- [Vorliegender Text]:
= = = = = = =
CanJam 2018: Messerundgang mit Finn Corvin Gallowsky – Teil 1

28.05.2018 // Finn Corvin Gallowsky

Die CanJam Europe fand unweit vom MOC, dem Hauptveranstaltungsort der High End, im Kohlebunker statt. Einige Aussteller von dort traf man gleichermaßen auf der High End, so umfasst dieser Bericht auch einige Produkte, die ich außerhalb der CanJam gefunden habe und versteht sich als Special zu mobilem Audio.

Meine persönliche portable Audiogeschichte hat vor vielen Jahren, noch zu meiner Schulzeit, mit einem MP3-Player begonnen. Sage und schreibe 128 Megabyte Speicherplatz standen mir für einen Querschnitt durch meine Musikbibliothek zur Verfügung. Während meine Freunde ihre iPods und Co nach und nach zu Hause liegen ließen und Musik auf ihren Smartphones hörten, habe ich an einem zusätzlichen Gerät in meiner Tasche festgehalten. Einige Jahre und viele Geräte später begleitet mich nach wie vor ein portabler Player, dem ich allerdings auch zu Hause mit großer Freude lausche: ein FiiO X7 Mark II mit AM3A-Modul. Die meisten MP3s mussten inzwischen verlustfreien, hochaufgelösten flac- und dsf-Daten weichen. Meine Begeisterung für In-Ears ist ebenfalls unveränderlich stark ausgeprägt: Ich ziehe sie in den meisten Fällen Kopfhörern sogar vor. Aktuell sind angepasste Vision Ears VE6 X2 meine Haupthörer, obwohl ich die Produkte vieler anderer Hersteller ebenso schätze und teilweise sehr gerne höre. Somit sind meine persönlichen VE6 für Vergleiche während der Messe meine Referenz. Außerdem teste ich die meisten In-Ears an meinem eigenen Player. Ausgewachsene Kopfhörer hingegen höre ich in nahezu allen Fällen an den bereitgestellten Kopfhörerverstärken, zu groß ist die Vielfalt an benötigten Anschlüssen. Da komme ich mit den drei- und zweieinhalb-Millimeter-Klinkenbuchen des FiiO einfach nicht hinterher.

Auf dem Kopfhörermarkt findet man inzwischen weit mehr Technologien als das altbekannte Elektrodynamische Prinzip. Sowohl elektrostatische als auch magnetostatische Kopfhörer sind keine Seltenheit mehr. Im In-Ear-Sektor dominieren nach wie vor elektrodynamische und Balanced-Armature-Treiber, teilweise als Hybridsystem gleichzeitig in einem Hörer anzutreffen. Elektro- und magnetostatische Prinzipien sind in diesem Bereich noch sehr neu und nicht weit verbreitet.
= = = = = = =
- [Bereitgestelltes Material]:
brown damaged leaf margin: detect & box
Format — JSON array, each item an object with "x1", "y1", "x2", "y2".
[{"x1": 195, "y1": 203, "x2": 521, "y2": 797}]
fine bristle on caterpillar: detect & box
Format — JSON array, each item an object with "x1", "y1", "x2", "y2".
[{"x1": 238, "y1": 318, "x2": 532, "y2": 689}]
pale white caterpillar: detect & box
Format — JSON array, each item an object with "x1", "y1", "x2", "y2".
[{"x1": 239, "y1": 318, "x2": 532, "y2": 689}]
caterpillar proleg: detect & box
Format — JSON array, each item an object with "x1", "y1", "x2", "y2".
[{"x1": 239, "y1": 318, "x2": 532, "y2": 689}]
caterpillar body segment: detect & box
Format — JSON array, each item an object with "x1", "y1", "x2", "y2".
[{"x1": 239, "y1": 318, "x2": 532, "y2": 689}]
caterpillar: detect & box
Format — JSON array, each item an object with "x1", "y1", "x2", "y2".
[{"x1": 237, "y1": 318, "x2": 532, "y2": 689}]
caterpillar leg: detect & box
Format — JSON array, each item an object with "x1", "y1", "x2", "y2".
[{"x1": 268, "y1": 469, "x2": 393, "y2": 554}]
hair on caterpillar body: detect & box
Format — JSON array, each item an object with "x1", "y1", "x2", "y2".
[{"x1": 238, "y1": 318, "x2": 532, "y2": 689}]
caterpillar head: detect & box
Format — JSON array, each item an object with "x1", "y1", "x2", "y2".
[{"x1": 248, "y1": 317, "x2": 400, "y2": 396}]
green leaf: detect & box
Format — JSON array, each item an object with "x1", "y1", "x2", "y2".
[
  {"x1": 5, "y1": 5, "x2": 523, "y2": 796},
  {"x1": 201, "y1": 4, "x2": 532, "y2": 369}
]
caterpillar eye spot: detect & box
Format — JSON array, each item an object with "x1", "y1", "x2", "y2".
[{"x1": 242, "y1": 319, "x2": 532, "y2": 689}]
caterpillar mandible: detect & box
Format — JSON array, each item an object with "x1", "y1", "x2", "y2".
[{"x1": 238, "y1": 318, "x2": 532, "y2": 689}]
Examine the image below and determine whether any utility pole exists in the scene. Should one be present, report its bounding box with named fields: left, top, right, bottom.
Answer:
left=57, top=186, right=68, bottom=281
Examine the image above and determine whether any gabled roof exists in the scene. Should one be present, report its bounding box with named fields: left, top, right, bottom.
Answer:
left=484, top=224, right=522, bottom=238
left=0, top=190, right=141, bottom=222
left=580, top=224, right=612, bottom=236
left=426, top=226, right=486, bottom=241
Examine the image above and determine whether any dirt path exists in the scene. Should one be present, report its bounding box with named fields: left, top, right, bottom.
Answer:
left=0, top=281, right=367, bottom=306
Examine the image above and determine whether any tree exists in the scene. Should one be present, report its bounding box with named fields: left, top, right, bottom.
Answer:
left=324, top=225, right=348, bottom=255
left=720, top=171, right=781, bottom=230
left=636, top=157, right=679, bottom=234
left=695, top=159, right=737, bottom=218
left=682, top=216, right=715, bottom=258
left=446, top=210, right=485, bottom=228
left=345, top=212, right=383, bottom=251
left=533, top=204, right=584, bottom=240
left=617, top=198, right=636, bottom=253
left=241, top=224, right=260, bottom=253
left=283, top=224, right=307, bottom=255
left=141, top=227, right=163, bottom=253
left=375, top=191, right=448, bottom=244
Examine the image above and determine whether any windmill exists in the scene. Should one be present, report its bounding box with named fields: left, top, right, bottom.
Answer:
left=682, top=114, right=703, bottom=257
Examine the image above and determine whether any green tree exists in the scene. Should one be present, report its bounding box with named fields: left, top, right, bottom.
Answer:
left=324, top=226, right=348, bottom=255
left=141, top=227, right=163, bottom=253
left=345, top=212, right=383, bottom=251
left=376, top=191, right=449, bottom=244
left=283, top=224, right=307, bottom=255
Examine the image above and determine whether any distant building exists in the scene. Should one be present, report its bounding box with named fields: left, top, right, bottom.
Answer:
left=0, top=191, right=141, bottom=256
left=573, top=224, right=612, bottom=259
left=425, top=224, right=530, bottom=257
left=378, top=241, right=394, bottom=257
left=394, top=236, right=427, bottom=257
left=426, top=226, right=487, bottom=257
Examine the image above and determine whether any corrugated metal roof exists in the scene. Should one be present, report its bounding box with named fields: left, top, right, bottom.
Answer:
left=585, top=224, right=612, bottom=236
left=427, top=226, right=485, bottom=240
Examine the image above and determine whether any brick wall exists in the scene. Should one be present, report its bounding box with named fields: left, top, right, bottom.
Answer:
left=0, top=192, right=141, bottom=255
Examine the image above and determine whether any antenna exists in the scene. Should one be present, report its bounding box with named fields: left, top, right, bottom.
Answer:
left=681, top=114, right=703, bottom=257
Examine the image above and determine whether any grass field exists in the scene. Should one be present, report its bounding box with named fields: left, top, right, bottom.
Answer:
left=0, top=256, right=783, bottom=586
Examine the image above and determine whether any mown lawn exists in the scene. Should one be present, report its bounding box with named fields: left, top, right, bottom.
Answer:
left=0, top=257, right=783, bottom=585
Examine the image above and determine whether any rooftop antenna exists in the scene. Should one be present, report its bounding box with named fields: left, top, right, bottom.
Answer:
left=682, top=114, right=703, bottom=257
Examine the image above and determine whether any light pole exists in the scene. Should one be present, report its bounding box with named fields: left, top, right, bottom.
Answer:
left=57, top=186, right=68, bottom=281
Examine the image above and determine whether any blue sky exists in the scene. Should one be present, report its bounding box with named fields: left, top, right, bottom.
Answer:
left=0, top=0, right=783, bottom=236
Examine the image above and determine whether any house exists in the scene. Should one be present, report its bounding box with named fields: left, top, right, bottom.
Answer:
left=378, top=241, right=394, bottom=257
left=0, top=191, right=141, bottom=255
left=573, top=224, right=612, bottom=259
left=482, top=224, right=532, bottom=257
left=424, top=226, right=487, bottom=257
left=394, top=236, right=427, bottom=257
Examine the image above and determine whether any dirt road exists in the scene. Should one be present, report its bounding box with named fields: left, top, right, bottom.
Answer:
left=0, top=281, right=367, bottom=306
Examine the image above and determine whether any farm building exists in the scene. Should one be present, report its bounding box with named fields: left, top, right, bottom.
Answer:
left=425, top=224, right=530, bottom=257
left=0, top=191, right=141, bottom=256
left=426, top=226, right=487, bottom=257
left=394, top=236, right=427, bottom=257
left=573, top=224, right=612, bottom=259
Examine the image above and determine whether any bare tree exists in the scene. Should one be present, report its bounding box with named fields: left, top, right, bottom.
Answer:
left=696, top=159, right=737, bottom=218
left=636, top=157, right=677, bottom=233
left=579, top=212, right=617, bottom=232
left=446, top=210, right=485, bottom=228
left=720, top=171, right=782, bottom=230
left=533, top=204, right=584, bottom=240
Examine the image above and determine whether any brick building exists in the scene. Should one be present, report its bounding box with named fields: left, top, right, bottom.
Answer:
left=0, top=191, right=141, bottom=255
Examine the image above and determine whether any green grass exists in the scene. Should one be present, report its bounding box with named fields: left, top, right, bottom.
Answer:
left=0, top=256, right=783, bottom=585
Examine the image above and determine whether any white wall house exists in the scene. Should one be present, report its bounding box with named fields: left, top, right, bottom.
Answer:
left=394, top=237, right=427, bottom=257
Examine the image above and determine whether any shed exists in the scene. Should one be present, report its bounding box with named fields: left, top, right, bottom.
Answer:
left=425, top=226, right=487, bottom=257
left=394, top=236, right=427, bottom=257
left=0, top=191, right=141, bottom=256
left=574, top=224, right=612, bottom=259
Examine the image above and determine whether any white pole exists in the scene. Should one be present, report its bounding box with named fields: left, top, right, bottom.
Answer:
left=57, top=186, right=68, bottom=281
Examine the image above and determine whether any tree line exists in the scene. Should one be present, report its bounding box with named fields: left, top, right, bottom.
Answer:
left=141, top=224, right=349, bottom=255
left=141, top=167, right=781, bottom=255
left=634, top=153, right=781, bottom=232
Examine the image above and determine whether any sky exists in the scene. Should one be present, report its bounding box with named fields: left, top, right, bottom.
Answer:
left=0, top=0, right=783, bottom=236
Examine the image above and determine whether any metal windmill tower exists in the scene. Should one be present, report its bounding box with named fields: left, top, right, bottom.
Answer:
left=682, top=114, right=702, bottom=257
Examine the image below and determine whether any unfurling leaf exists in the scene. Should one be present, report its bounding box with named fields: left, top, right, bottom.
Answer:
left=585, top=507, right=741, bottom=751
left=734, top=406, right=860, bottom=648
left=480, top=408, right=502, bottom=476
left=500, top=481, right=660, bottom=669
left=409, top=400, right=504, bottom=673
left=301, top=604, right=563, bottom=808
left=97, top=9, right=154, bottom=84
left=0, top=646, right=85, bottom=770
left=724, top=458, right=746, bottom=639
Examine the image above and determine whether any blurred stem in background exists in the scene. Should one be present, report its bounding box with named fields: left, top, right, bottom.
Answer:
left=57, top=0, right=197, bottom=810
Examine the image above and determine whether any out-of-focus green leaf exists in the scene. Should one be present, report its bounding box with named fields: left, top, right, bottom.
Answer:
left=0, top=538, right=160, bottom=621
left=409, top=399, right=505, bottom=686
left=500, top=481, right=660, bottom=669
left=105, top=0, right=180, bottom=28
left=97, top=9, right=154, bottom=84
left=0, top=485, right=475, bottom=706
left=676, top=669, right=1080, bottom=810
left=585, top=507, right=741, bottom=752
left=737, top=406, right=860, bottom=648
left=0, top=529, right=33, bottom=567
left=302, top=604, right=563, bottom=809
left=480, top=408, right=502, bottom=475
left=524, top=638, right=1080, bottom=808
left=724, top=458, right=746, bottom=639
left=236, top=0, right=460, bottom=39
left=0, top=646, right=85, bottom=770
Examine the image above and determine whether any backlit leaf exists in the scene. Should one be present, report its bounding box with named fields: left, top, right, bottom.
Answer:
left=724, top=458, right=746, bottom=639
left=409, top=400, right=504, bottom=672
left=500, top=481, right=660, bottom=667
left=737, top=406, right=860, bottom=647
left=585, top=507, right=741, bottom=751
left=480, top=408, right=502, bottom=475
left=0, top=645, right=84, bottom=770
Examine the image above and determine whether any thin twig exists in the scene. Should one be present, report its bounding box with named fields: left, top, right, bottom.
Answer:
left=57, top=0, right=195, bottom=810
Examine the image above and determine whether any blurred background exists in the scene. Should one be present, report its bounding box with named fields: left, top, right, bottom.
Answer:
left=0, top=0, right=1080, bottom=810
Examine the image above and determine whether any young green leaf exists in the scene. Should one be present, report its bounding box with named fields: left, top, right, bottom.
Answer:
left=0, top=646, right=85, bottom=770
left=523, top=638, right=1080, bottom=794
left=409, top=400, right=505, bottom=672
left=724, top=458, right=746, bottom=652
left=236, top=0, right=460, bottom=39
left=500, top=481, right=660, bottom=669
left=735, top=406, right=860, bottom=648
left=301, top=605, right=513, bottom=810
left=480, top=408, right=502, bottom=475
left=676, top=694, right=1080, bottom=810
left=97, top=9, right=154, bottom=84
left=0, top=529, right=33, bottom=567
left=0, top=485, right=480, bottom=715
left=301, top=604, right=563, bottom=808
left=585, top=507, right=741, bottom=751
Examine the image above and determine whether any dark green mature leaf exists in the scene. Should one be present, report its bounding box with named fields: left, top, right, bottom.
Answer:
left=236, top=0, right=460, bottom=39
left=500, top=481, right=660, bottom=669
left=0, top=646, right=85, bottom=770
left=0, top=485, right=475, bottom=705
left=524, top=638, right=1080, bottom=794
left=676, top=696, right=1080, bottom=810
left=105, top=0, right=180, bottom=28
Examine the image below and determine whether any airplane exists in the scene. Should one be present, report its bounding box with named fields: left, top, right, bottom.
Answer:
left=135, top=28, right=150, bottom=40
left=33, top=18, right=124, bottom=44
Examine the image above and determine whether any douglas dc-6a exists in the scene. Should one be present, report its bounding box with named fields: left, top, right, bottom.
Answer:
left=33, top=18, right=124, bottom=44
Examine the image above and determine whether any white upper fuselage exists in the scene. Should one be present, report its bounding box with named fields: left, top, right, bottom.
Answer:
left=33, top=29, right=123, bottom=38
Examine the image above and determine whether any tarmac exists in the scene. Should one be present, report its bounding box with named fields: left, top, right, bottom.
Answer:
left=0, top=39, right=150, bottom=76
= = = = = = =
- [Aufgabe 1]: Prüfe, ob die Aussagen (a), (b) und (c) mit dem Messebericht zur CanJam übereinstimmen: (a) Die portable Audiogeschichte im Bericht begann mit einem MP3-Player. (b) Die meisten In-Ears werden am eigenen Player getestet. (c) Elektro- und magnetostatische Prinzipien sind bei In-Ears weit verbreitet. Antworte jeweils mit Ja oder Nein und zitiere die entscheidenden Worte des Messeberichts wörtlich.
- [Aufgabe 2]: Schreibe bitte aus den Einträgen diese Zeilen ab: Fang bei der Zeile an, die „Examine the image above and determine whether any corrugated“ enthält, und hör nach der Zeile auf, die „left=427, top=226, right=485, bottom=240“ enthält.
Der Messebericht und die Einträge haben nichts miteinander zu tun.

- [Lösung 1]:
(a) Ja: „mit einem MP3-Player begonnen“
(b) Ja: „Außerdem teste ich die meisten In-Ears an meinem eigenen Player.“
(c) Nein: „Elektro- und magnetostatische Prinzipien sind in diesem Bereich noch sehr neu und nicht weit verbreitet.“

- [Lösung 2]:
Examine the image above and determine whether any corrugated metal roof exists in the scene. Should one be present, report its bounding box with named fields: left, top, right, bottom.
Answer:
left=585, top=224, right=612, bottom=236
left=427, top=226, right=485, bottom=240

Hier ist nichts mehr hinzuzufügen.